What you need to do. Rewrite the records between the lines holding "trunk --coords pixels" and "M8 23L10 20L10", inclusive, changing "outline" to "contour" and leaving everything else as is.

Data listing.

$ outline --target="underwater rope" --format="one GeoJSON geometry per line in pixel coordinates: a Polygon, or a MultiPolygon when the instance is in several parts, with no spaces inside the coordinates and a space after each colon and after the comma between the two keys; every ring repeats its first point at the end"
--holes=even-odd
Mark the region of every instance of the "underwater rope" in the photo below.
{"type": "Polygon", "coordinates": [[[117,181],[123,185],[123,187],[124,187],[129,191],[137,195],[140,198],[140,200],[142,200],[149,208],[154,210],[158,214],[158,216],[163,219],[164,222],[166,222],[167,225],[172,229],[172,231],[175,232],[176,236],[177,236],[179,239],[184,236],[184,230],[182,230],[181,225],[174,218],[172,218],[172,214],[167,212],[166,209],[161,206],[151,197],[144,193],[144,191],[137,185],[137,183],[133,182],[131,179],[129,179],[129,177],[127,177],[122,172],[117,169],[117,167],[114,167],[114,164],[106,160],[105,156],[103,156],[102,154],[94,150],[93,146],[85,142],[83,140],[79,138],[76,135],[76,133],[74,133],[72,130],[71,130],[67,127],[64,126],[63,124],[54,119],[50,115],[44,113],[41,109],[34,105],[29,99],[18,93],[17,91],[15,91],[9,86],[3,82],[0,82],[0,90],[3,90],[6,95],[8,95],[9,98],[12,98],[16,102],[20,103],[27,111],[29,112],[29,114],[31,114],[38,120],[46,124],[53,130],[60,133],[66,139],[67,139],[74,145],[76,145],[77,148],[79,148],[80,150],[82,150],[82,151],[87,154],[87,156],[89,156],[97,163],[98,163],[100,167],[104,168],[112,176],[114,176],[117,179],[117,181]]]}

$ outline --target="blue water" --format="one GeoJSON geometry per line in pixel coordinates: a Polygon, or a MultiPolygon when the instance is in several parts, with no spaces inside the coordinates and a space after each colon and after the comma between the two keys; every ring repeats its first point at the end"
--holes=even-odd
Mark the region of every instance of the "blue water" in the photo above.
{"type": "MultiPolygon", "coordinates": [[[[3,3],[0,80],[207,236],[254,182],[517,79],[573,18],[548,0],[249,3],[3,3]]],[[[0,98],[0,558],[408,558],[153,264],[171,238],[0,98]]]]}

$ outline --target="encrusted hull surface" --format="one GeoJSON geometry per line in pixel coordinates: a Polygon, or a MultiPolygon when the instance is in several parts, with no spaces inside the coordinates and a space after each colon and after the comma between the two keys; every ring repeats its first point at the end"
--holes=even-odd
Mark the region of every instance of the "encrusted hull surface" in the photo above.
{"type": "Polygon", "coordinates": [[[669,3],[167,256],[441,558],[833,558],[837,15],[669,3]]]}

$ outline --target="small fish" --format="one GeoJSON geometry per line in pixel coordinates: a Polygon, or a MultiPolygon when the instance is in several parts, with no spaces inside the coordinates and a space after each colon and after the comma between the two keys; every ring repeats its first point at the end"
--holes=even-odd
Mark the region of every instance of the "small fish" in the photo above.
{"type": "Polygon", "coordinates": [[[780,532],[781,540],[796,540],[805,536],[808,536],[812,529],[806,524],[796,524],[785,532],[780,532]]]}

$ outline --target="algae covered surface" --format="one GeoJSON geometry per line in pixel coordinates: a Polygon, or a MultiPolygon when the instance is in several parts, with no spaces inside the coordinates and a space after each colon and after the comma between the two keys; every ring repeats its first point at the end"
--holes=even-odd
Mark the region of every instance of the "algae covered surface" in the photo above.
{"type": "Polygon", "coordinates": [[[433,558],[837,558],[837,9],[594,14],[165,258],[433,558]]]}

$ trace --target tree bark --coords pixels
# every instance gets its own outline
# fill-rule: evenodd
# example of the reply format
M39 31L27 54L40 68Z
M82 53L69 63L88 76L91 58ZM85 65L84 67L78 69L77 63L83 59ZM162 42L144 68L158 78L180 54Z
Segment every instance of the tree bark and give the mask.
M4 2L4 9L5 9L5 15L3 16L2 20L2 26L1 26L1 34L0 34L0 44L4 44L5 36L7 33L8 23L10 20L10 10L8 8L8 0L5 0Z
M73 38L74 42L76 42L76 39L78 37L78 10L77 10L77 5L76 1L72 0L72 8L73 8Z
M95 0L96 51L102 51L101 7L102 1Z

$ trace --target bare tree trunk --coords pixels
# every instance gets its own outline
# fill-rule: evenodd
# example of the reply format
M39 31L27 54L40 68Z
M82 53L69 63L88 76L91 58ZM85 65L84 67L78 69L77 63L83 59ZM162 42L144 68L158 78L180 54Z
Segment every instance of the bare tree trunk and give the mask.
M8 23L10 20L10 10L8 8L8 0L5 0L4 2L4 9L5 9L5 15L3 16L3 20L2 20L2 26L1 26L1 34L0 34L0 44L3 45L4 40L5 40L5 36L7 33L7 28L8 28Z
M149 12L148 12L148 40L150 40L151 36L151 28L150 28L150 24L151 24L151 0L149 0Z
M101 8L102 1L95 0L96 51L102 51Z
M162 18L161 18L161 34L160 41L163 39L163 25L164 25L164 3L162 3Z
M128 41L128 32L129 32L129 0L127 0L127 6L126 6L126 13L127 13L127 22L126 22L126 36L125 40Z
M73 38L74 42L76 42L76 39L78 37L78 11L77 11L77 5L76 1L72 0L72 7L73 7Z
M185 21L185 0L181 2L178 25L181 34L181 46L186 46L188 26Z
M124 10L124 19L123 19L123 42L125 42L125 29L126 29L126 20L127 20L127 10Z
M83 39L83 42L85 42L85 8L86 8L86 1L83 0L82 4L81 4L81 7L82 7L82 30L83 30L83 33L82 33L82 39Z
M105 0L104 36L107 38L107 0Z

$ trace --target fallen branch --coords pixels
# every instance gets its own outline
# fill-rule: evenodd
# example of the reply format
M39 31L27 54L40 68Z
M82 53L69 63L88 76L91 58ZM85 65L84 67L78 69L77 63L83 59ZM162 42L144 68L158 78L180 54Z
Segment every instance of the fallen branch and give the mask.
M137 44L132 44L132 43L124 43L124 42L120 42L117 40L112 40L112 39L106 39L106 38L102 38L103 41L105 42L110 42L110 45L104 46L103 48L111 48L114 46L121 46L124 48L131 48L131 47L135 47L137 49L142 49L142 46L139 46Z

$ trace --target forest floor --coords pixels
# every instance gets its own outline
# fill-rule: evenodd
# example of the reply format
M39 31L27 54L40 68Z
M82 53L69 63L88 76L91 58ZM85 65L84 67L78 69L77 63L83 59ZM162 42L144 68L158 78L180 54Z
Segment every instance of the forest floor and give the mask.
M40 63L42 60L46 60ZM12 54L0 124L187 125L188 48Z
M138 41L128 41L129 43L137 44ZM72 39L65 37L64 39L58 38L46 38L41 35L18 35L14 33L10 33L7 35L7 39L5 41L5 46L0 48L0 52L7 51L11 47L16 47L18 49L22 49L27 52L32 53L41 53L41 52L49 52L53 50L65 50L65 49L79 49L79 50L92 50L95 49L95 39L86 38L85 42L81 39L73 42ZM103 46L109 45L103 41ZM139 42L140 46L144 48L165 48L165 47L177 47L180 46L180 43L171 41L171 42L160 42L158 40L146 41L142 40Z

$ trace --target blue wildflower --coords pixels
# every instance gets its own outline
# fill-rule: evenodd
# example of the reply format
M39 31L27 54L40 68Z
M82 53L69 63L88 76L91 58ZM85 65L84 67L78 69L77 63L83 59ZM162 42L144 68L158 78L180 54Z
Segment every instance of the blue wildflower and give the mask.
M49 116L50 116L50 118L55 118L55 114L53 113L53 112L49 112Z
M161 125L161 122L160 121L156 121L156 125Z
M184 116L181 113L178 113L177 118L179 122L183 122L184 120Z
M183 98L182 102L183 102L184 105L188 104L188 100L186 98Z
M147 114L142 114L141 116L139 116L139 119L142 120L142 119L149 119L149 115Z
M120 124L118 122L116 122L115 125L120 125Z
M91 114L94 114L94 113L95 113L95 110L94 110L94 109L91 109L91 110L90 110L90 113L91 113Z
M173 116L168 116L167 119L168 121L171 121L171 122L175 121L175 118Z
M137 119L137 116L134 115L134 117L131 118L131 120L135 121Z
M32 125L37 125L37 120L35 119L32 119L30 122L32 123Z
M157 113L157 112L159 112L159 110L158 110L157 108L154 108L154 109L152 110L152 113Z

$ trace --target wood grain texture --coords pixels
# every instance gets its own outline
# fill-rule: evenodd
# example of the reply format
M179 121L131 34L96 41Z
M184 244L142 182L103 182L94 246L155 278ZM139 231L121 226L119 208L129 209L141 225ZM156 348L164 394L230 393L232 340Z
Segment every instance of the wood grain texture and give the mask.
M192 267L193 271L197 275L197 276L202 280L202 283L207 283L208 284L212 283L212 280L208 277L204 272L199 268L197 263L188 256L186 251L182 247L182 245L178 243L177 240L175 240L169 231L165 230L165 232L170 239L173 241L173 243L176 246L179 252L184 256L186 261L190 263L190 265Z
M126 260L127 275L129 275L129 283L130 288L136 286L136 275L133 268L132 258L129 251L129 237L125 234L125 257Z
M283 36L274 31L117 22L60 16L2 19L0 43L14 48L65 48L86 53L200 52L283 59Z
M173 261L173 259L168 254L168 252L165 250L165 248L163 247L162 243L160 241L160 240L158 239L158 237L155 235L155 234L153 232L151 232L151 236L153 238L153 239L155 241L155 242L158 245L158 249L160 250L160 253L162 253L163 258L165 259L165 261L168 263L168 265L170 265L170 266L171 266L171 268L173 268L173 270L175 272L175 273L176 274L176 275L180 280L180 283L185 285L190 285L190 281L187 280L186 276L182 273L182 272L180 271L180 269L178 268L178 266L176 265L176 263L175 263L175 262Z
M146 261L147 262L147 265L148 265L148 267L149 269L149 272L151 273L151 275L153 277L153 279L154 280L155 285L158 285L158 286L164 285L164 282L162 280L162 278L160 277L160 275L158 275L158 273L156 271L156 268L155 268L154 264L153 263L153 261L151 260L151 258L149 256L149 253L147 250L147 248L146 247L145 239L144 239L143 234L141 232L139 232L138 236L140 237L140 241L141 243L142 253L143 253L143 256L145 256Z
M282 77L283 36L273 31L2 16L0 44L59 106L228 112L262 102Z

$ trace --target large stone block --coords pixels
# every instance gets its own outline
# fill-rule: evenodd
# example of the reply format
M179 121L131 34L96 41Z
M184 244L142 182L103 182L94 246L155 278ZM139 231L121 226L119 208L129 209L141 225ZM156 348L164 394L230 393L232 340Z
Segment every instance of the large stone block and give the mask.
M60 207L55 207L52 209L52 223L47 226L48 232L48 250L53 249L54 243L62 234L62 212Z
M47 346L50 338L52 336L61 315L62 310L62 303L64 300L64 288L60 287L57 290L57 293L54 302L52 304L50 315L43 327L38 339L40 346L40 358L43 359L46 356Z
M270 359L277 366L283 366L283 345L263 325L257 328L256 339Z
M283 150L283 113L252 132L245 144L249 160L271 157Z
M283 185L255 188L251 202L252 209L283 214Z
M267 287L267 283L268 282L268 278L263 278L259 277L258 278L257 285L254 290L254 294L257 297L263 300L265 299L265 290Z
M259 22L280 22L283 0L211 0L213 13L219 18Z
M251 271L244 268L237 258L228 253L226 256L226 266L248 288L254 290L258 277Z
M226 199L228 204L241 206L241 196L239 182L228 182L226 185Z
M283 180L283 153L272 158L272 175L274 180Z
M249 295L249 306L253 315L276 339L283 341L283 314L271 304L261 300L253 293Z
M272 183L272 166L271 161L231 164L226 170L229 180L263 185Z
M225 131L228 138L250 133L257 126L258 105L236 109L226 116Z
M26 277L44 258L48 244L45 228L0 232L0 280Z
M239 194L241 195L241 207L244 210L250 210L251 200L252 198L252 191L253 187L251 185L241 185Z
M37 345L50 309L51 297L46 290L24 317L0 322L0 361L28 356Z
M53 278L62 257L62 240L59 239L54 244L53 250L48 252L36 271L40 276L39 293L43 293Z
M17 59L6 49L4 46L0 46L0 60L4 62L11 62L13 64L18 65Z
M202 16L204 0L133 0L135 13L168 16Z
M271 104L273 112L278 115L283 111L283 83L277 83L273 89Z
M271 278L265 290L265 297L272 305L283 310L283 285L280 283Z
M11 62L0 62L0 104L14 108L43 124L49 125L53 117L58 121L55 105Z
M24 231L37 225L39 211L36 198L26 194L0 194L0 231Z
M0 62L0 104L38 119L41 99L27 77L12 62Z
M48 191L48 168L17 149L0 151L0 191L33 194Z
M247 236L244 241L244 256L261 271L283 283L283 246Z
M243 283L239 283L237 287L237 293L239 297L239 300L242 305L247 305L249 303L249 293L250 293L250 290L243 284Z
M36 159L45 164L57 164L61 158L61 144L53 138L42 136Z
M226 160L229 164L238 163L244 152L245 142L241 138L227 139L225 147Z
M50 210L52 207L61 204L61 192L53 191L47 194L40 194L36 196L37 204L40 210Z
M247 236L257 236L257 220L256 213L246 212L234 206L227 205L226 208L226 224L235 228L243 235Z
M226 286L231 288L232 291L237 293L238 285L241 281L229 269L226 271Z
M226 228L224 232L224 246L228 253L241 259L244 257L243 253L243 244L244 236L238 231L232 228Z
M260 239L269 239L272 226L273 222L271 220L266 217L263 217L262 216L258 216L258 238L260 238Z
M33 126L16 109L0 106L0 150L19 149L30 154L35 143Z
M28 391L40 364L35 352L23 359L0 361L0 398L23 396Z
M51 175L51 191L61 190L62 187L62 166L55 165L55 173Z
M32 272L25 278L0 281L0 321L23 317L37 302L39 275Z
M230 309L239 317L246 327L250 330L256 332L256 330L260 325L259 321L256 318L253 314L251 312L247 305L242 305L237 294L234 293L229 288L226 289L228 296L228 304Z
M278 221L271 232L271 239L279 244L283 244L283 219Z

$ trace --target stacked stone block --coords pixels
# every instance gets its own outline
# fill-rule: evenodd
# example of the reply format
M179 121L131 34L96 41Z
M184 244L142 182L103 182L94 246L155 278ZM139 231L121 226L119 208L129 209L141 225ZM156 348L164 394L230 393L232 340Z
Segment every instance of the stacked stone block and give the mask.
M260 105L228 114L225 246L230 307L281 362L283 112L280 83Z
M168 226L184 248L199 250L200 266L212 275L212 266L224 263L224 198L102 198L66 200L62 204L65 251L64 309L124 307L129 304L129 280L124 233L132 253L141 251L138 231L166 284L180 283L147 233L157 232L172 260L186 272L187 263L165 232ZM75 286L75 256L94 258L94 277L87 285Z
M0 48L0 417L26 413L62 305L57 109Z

Result below.
$ trace --target bare tree trunk --coords pixels
# every instance gets its own contour
# fill-rule: evenodd
# example of the reply format
M39 31L27 54L40 68Z
M82 53L69 63L88 76L91 58ZM85 65L84 67L78 69L77 63L83 59ZM162 42L144 68L158 78L180 54Z
Segment every instance of the bare tree trunk and give the mask.
M8 23L10 20L10 10L8 8L8 0L5 0L4 2L4 9L5 9L5 15L3 16L3 20L2 20L2 26L1 26L1 34L0 34L0 44L3 45L4 40L5 40L5 36L7 33L7 28L8 28Z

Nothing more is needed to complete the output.